Stated task A
In the excerpt on attorney misconduct, write out word for word the part starting with "The homeowners objected" and going on through "that was there.".

Selected excerpt
RPC 3.4(e) prohibits attorneys from:
allud[ing] to any matter that the lawyer does not reasonably believe is relevant or that will not be supported by admissible evidence, assert[ing] personal knowledge of facts in issue except when testifying as a witness, or stat[ing] a personal opinion as to the justness of a cause, the credibility of a witness, [or] the culpability of a civil litigant....
The homeowners objected to the following comment made by third-party defendant RCR's counsel during closing arguments:[3]
There's a Special Interrogatory I'm going to ask you to find whether you still believe if there are any plumbing repairs out there. I don't believe there is. I think we repaired anything that was there.
Applying Lioce's framework, we must first determine whether RCR's counsel committed attorney misconduct. In this instance, our review of the record indicates that RCR's counsel did not violate RPC 3.4(e) or commit any other attorney misconduct. Accordingly, this statement provides no basis for a new trial.
613*613 The homeowners also objected to the following statement by D.R. Horton's counsel:
What did every homeowner say they wanted? They wanted a safe house; right? That's what they all wanted. They learned that from their expert that their house was somehow unsafe? No. None of them ever talked to their experts. They learned it from their attorneys. For what purpose? For the purpose of litigation. And now the homeowner is in the middle because Mr. Gunther is sitting here, and he's listening to our side of the story, and he's saying, "Oh, gosh. They tell me my house is unsafe."
The basis for the homeowners' objection was that D.R. Horton's attorney improperly claimed to know what Mr. Gunther was thinking. Applying the Lioce framework again, we first determine whether D.R. Horton's counsel's statement was attorney misconduct. D.R. Horton's counsel's statement violates RPC 3.4(e) by implicitly asserting a personal opinion as to the justness of the homeowners' case based on the statement's implication that the homeowners' attorneys unilaterally initiated this action and fabricated its foundations.
Next, we must identify the applicable legal standard. As the homeowners note, after sustaining their objection to this statement, the district court failed to admonish counsel or the jury. Lioce does not directly address this situation. Accordingly, we now clarify that when a district court sustains an objection to attorney misconduct but fails to admonish counsel or the jury, if objecting counsel does not promptly request the omitted admonishments, he or she must, in seeking a new trial based on the improper conduct, demonstrate that the misconduct was so extreme that the objection and sustainment could not have removed the misconduct's effect. Cf. Lioce, 124 Nev. at 17, 174 P.3d at 981. If the district court fails to admonish counsel or the jury after objecting counsel requests such admonishment promptly following his or her sustained objection, a party moving for a new trial must only demonstrate that "an admonition to the jury would likely have affected the verdict in favor of the moving party." Cf. id. at 18, 174 P.3d at 981.

Data for this exercise
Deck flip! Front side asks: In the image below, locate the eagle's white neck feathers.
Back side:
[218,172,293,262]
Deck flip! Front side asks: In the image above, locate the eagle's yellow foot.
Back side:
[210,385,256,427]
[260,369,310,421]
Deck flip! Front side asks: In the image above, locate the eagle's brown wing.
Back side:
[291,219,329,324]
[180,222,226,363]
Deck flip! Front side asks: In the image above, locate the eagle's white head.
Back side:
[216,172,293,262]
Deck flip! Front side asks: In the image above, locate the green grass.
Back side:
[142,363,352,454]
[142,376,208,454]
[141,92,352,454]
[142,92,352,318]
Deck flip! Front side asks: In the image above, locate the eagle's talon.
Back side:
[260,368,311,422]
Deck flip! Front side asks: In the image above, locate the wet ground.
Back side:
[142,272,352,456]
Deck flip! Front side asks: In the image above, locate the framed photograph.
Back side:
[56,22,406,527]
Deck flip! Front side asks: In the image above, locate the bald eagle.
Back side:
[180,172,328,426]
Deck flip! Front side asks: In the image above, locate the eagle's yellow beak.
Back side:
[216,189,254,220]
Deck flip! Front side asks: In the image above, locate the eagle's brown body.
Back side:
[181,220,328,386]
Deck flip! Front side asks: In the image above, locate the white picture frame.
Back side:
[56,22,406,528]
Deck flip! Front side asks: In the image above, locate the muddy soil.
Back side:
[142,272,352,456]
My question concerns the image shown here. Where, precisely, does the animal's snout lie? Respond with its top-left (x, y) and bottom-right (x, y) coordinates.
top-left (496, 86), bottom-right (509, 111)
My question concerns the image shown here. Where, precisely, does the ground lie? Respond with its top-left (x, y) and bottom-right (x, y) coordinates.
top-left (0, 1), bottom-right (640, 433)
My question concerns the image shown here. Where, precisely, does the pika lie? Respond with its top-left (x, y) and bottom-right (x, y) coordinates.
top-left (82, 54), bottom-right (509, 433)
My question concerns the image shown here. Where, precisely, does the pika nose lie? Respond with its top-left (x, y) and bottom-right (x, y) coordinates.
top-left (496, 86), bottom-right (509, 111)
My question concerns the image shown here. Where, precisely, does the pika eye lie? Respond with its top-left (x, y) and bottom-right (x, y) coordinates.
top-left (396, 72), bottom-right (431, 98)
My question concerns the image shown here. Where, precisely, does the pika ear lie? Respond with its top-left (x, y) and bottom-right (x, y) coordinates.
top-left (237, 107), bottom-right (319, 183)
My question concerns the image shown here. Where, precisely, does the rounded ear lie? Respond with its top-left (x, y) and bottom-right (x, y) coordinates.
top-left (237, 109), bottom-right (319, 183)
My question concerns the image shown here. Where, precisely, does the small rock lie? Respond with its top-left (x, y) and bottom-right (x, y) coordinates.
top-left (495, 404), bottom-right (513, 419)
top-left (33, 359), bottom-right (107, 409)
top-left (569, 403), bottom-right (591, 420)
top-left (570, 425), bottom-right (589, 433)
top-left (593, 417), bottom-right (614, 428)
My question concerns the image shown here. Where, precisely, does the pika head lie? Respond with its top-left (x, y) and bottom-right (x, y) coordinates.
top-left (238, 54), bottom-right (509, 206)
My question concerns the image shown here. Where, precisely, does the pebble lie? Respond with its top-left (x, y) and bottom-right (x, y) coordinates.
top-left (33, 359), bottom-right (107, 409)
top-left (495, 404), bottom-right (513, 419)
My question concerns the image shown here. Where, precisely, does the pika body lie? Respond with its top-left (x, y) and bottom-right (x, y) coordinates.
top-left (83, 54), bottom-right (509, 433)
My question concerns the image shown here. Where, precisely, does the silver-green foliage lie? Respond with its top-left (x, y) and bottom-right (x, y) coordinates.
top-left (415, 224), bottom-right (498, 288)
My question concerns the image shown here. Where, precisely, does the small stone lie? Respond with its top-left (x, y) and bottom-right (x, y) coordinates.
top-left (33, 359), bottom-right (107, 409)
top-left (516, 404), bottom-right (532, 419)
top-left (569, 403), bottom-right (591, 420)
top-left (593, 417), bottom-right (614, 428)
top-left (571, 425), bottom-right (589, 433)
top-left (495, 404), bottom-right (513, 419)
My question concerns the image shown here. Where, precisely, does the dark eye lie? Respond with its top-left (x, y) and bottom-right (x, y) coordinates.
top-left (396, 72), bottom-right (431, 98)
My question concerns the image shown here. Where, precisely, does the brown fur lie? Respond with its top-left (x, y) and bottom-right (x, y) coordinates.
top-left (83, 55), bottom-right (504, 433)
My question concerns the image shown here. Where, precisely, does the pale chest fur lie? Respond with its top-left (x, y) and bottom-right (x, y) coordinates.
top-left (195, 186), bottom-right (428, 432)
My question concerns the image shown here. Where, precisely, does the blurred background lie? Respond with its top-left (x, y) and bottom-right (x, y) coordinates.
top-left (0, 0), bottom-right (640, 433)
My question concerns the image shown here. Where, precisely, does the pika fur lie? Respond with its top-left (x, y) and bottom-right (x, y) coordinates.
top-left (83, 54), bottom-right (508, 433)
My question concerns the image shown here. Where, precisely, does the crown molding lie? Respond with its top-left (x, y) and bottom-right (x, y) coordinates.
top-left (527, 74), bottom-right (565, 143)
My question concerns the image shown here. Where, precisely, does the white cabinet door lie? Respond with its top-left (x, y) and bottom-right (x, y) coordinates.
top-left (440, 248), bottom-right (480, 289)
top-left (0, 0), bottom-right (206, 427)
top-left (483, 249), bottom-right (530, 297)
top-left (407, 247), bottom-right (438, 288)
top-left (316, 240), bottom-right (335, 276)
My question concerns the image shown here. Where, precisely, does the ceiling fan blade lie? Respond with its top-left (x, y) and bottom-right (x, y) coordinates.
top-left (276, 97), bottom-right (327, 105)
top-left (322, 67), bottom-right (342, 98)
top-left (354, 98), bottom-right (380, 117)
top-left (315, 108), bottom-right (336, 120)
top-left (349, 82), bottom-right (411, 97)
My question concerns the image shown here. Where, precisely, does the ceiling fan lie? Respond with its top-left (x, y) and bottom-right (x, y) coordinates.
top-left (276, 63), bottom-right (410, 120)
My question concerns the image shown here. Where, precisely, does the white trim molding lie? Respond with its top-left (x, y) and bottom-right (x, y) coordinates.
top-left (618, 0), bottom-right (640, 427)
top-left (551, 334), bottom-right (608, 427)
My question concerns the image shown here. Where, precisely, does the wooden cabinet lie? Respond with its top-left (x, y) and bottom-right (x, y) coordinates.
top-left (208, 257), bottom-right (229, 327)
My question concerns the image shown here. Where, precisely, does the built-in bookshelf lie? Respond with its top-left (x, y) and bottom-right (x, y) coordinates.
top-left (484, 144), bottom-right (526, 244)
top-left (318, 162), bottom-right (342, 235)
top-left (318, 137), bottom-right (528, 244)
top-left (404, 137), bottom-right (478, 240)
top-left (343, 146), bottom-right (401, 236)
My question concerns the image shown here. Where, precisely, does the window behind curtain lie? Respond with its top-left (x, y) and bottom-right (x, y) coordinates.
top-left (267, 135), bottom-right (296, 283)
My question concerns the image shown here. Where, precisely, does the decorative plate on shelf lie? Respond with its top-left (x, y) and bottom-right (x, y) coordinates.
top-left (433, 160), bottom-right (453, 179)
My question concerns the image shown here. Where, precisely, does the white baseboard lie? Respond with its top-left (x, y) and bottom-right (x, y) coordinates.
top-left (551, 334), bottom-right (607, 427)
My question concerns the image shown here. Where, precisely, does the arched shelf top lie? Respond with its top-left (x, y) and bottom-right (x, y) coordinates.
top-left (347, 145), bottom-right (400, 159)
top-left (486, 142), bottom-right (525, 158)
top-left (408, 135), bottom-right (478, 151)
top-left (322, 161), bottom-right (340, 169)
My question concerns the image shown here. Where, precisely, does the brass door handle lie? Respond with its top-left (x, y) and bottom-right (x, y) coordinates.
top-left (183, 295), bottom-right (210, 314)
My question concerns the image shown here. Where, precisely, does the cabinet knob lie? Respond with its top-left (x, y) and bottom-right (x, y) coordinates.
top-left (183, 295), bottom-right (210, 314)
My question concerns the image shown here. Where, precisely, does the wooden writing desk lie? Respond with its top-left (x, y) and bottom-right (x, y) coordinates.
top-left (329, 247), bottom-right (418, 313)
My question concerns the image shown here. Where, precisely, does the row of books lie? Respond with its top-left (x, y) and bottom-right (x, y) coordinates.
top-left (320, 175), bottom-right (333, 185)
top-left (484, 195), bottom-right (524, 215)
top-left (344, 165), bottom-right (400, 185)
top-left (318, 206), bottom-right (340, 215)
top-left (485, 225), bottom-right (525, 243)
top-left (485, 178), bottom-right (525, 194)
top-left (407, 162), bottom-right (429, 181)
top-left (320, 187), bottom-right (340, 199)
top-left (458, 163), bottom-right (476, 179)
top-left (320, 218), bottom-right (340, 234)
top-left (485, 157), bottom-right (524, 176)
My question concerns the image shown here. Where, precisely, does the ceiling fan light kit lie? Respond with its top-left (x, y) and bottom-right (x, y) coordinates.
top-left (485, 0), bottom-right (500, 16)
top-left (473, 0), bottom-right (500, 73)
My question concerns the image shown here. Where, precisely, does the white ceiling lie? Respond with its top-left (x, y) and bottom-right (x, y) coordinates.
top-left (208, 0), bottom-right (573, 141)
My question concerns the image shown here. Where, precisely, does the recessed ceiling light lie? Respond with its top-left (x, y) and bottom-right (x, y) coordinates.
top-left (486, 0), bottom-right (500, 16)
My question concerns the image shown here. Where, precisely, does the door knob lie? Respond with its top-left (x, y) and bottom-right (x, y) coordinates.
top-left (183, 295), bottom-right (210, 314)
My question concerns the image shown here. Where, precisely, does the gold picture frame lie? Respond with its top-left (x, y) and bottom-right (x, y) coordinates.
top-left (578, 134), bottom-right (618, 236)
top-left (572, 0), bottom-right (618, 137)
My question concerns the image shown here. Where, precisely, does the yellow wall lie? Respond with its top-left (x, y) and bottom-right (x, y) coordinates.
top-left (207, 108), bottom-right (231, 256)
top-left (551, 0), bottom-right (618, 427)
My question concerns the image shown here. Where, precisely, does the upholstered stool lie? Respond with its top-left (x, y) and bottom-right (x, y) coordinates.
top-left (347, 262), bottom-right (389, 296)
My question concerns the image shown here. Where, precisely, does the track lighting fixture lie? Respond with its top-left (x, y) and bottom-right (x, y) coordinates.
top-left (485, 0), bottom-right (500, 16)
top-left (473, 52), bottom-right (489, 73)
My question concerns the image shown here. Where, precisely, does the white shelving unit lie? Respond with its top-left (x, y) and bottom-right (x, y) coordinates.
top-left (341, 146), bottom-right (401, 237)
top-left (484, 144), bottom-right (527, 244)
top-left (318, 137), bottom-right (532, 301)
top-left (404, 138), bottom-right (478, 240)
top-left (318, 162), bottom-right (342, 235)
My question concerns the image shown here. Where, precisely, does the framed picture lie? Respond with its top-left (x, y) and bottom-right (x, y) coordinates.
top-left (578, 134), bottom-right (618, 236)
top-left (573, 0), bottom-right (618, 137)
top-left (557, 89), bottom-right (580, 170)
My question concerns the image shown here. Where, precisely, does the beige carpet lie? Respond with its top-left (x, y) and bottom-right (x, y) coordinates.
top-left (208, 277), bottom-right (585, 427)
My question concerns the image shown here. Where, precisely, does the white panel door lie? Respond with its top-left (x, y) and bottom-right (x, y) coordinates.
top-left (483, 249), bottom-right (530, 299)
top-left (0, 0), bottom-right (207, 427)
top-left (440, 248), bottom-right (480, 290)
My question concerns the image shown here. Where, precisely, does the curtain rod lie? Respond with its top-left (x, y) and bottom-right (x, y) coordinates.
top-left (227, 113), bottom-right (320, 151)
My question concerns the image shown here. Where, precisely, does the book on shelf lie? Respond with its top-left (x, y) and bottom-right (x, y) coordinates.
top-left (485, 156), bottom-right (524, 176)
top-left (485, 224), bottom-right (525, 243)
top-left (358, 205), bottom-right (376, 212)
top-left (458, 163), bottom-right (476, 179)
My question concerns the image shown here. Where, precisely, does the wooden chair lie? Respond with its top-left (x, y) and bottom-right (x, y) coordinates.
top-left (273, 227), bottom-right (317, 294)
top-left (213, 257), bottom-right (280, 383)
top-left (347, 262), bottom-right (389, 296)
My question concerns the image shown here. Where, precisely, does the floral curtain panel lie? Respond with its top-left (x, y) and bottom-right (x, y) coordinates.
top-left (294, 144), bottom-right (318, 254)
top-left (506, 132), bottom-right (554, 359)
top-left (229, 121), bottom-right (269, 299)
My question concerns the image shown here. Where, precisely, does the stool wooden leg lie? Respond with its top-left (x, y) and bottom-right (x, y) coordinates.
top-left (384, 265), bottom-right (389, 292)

Stated task B
How many lines of the entries contain the string "ceiling"? Reply with the number alone.

Final answer A
The homeowners objected to the following comment made by third-party defendant RCR's counsel during closing arguments:[3]
There's a Special Interrogatory I'm going to ask you to find whether you still believe if there are any plumbing repairs out there. I don't believe there is. I think we repaired anything that was there.

Final answer B
5